GRUPPO DI ESERCIZI:
**a)** Trascrivi fedelmente la parte del brano sull'appello che si apre con le parole contenenti "Inoltre il giudice" e si chiude con "scelte operate dall’amministrazione.".
**b)** Scrivi il seguito del brano sull'appello, partendo dopo la sua ultima frase.

BRANO DI LETTURA:
Inoltre il giudice di primo grado ha rilevato che:

– il pagamento di cui si lamentano gli appellanti dell’imposta di affrancamento sul valore edificabile del terreno costituisce adempimento di un mero onere fiscale;

– le indicazioni circa una disparità di trattamento sono generiche ed in ogni caso non dimostrano l’irrazionalità delle scelte operate dall’amministrazione.

  1. Avverso la decisione del giudice di primo grado propongono ora appello alcuni dei ricorrenti in primo grado per i seguenti motivi:
  2. Erroneità della sentenza nella parte in cui ha ritenuto inammissibile il ricorso presentato in primo grado per omessa notifica alla Provincia di Forlì-Cesena in quanto asserita Autorità emanante il provvedimento amministrativo impugnato. – Errore sui presupposti – Violazione di legge. Violazione e falsa applicazione degli artt. 15, comma 4 e 21 L.R. Emilia-Romagna 7 dicembre 1978 n. 47.

DATI ARCHIVIATI:
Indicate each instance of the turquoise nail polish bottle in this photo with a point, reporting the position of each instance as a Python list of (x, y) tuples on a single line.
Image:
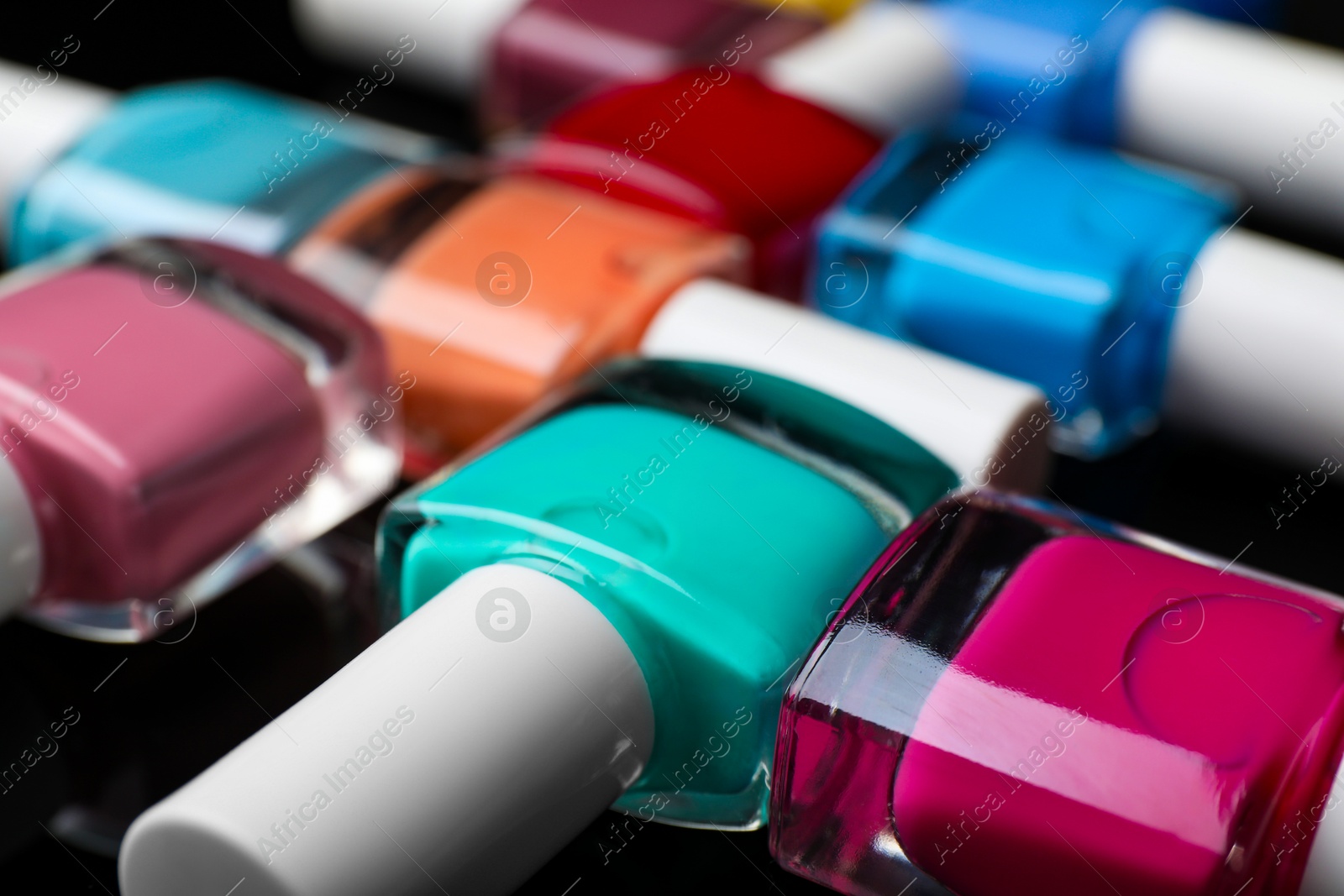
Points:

RISPOSTE AGLI ESERCIZI:
**a)**
Inoltre il giudice di primo grado ha rilevato che:

– il pagamento di cui si lamentano gli appellanti dell’imposta di affrancamento sul valore edificabile del terreno costituisce adempimento di un mero onere fiscale;

– le indicazioni circa una disparità di trattamento sono generiche ed in ogni caso non dimostrano l’irrazionalità delle scelte operate dall’amministrazione.

**b)**
  3. Erroneità della sentenza impugnata nella parte in cui ha respinto il primo ed il secondo motivo di ricorso.

III. Erroneità della sentenza impugnata nella parte in cui ha respinto il terzo ed il quarto motivo di ricorso.

  1. Preliminarmente occorre dare atto di quanto affermato nella memoria del 7 giugno 2024 da parte dell’amministrazione appellata in ordine alla intervenuta approvazione, con efficacia del 15 marzo 2023, del  nuovo PRG con conseguente improcedibilità del ricorso di primo grado; sulla base di detto nuovo strumento urbanistico l’area degli appellanti ha destinazione di territorio rurale di pianura e per la sua utilizzazione, a scopi edificatori, sarebbe necessaria la redazione di un accordo operativo.

Sulla scorta dell’adozione di detto nuovo strumento urbanistico l’appello sarebbe improcedibile per sopravvenuta carenza di interesse; come si vedrà in appresso, prescindendo da tale profilo in rito, essendo infondato, sarà esaminato nel merito,.

Il Comune appellato, inoltre, nella medesima memoria avanza una ulteriore eccezione circa l’assenza di un reale interesse ai fini risarcitori in considerazione del fatto che era rimasto non impugnato il capo della sentenza che ha respinto la domanda risarcitoria.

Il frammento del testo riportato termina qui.